THE DATA
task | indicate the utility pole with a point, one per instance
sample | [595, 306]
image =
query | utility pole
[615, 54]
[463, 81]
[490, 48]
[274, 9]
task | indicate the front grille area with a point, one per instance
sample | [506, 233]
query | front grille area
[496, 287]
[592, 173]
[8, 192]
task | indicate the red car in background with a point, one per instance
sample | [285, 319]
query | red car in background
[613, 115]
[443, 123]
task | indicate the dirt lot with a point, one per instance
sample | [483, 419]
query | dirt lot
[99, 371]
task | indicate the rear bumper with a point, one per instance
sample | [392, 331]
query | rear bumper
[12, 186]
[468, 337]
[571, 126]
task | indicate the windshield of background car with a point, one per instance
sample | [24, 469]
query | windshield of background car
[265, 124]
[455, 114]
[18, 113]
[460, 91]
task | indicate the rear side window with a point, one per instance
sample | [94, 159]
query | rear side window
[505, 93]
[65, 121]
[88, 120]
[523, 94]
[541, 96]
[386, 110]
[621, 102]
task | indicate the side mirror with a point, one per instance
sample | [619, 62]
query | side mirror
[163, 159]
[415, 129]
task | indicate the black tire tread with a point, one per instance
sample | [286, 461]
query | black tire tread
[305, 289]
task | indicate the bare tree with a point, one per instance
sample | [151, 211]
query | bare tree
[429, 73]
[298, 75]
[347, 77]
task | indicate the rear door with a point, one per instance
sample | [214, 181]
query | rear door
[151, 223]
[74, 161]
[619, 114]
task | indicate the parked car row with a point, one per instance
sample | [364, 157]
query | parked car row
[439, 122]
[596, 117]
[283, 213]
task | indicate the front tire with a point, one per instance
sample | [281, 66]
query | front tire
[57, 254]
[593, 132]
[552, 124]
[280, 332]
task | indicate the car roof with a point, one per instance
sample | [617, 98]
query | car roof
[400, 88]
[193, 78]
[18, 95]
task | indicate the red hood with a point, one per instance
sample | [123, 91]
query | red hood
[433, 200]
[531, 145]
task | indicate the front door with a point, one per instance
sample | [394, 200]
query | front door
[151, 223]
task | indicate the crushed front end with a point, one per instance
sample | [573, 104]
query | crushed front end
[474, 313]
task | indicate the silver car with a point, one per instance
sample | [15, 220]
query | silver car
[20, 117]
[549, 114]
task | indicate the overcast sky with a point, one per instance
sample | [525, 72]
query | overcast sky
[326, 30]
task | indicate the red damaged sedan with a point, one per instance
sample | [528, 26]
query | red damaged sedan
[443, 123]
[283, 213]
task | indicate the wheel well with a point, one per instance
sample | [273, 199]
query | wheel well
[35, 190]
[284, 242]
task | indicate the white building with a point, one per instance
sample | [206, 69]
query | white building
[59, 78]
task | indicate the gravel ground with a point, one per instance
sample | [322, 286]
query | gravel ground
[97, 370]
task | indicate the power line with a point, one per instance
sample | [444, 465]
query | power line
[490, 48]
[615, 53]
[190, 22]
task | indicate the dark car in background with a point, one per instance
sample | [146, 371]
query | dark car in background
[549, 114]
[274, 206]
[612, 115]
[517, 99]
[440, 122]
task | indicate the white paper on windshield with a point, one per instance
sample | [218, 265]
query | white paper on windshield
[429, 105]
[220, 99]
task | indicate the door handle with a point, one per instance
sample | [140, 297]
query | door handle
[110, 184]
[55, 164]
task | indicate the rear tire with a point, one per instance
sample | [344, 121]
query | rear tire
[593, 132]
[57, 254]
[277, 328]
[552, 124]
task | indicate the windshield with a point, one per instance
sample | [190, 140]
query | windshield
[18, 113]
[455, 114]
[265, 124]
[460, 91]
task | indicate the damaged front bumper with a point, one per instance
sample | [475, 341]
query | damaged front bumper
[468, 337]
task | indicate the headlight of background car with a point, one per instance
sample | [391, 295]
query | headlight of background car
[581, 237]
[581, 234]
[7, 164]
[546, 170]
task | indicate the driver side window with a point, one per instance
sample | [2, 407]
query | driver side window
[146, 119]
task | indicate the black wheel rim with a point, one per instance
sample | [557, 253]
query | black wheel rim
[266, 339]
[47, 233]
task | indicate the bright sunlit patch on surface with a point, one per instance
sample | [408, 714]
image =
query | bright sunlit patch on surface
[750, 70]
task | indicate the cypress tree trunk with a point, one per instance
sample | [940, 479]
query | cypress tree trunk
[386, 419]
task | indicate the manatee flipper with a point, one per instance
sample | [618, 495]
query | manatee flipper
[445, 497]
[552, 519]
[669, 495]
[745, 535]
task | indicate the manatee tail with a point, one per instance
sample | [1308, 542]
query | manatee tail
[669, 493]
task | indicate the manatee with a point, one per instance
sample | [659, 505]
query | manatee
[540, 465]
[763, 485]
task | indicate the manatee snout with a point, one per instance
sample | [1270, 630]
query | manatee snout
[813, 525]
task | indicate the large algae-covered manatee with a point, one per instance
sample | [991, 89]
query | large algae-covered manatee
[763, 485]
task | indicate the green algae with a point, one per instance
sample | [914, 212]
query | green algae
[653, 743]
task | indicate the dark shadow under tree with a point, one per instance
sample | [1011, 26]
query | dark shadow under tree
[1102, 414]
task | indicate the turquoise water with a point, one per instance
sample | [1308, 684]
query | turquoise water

SET TASK
Restate all of the entries above precisely.

THE RESPONSE
task | indicate the utility pole with a point, one per instance
sample | [595, 306]
image =
query | utility pole
[615, 54]
[463, 81]
[490, 48]
[274, 9]
task | indicate the front grille area with a point, one per instance
sample | [506, 233]
query | front grille area
[496, 287]
[592, 173]
[8, 192]
task | indicate the red car in background with a point, one per instance
sample | [285, 319]
query | red car in background
[613, 115]
[443, 123]
task | indicate the dirt lot with a point, one per instance
sample | [483, 419]
query | dirt lot
[99, 371]
task | indicate the rear bumper with a point, one per instance
sample | [392, 331]
query | rear bumper
[12, 186]
[468, 337]
[571, 126]
task | indicate the windshield of background car with a point, one per instance
sample | [24, 469]
query | windshield of background car
[265, 124]
[455, 114]
[18, 113]
[460, 91]
task | indicate the rear side window with a point, one per instance
sample | [94, 159]
query | rear side window
[505, 93]
[65, 121]
[88, 120]
[523, 94]
[541, 96]
[386, 110]
[621, 102]
task | indicate the side mirror with a point, one per instance
sample | [619, 62]
query | side mirror
[163, 159]
[415, 129]
task | indicate the black tire tread with a point, one per instance
sample | [286, 461]
query | black tire tread
[305, 289]
task | indicate the bare tree with a point, one per instance
sample | [151, 211]
query | bare tree
[429, 73]
[298, 75]
[347, 77]
task | indicate the rear door with a point, one per instance
sample | [214, 181]
query | rear door
[151, 223]
[74, 161]
[619, 114]
task | indicate the parked car row with a point, one per instance
sample | [364, 157]
query | parked car row
[439, 122]
[596, 117]
[283, 213]
task | indicate the front tire with a point, one per instance
sample | [281, 66]
query | front tire
[57, 254]
[593, 132]
[552, 124]
[280, 332]
task | indicate the car roof with a point, one per instance
sample | [617, 98]
query | car roof
[400, 88]
[193, 78]
[18, 95]
task | indicate the red hood with a point, one per instance
sample | [123, 91]
query | red hood
[433, 200]
[531, 145]
task | indicate the front door with a point, one per instance
sample | [394, 200]
query | front door
[151, 223]
task | indicate the crushed front end with a point, one per instance
sample | [573, 104]
query | crushed front end
[474, 313]
task | indicate the silver car with a point, one per instance
sample | [15, 220]
query | silver car
[20, 117]
[549, 114]
task | indicate the overcast sky with a point, one per instance
sample | [525, 72]
query | overcast sky
[326, 30]
task | indicate the red damaged sedan with a point, one per instance
sample | [528, 26]
query | red damaged sedan
[443, 123]
[283, 213]
task | indicate the wheel well with a point, one per instance
sample | [273, 199]
query | wheel well
[35, 190]
[284, 242]
task | indicate the white building with a point, one per instance
sample | [206, 69]
query | white building
[59, 78]
task | indicate the gravel ground with a point, one per instance
sample | [322, 286]
query | gravel ground
[97, 370]
task | indicate the power line with a point, one per instance
sample | [444, 465]
query | power line
[490, 48]
[615, 53]
[190, 22]
task | indicate the dark car in background with a point, one per instance
sample | [146, 371]
query | dark car in background
[549, 114]
[274, 206]
[612, 115]
[517, 99]
[440, 122]
task | indicate the white paper on windshield with a point, one per instance
sample | [218, 265]
query | white paper on windshield
[429, 105]
[220, 99]
task | indicate the door handle with a point, one per instance
sample | [140, 297]
query | door handle
[110, 184]
[55, 164]
task | indicate the rear tire with a point, one per instance
sample | [344, 121]
query | rear tire
[593, 132]
[57, 254]
[277, 328]
[552, 124]
task | indicate the windshield with a point, one per instance
sample | [190, 140]
query | windshield
[18, 113]
[455, 114]
[265, 124]
[460, 91]
task | indicate the damaged front bumper with a point, one per instance
sample | [475, 341]
query | damaged front bumper
[468, 337]
task | indicate the headlight of background car with a point, one per instance
sample | [391, 295]
query | headlight of background car
[581, 237]
[581, 234]
[7, 164]
[546, 170]
task | indicate the driver side window with a point, one per instance
sample | [2, 407]
query | driver side window
[146, 119]
task | indicate the black wheel rim with a point, one per instance
sample | [557, 253]
query | black wheel rim
[266, 339]
[47, 233]
task | indicate the bright sunlit patch on surface with a point, one per instance
sample | [408, 714]
image =
query | bright sunlit patch on surface
[750, 70]
task | indicate the cypress tree trunk with a point, one per instance
sample | [940, 479]
query | cypress tree trunk
[386, 419]
task | indicate the manatee flipper with a point, one per instance
sample | [618, 495]
query | manatee flipper
[445, 497]
[552, 519]
[669, 495]
[745, 535]
task | indicate the manatee tail with a point, one per instance
sample | [1308, 542]
query | manatee tail
[669, 493]
task | indicate the manatee with a point, one per instance
sample | [659, 505]
query | manatee
[540, 465]
[763, 485]
task | indicate the manatee snout with a point, one per instance
sample | [1270, 630]
query | manatee snout
[813, 525]
task | indicate the large algae-covered manatee with a point, one per instance
sample | [991, 89]
query | large algae-covered manatee
[763, 485]
task | indicate the green algae with a point, one per instance
sample | [914, 212]
query | green algae
[653, 743]
task | indicate the dark shadow under tree with a point, one per instance
sample | [1011, 26]
query | dark shadow under tree
[1102, 414]
task | indicate the turquoise water with a point, one per instance
sample | [1308, 684]
query | turquoise water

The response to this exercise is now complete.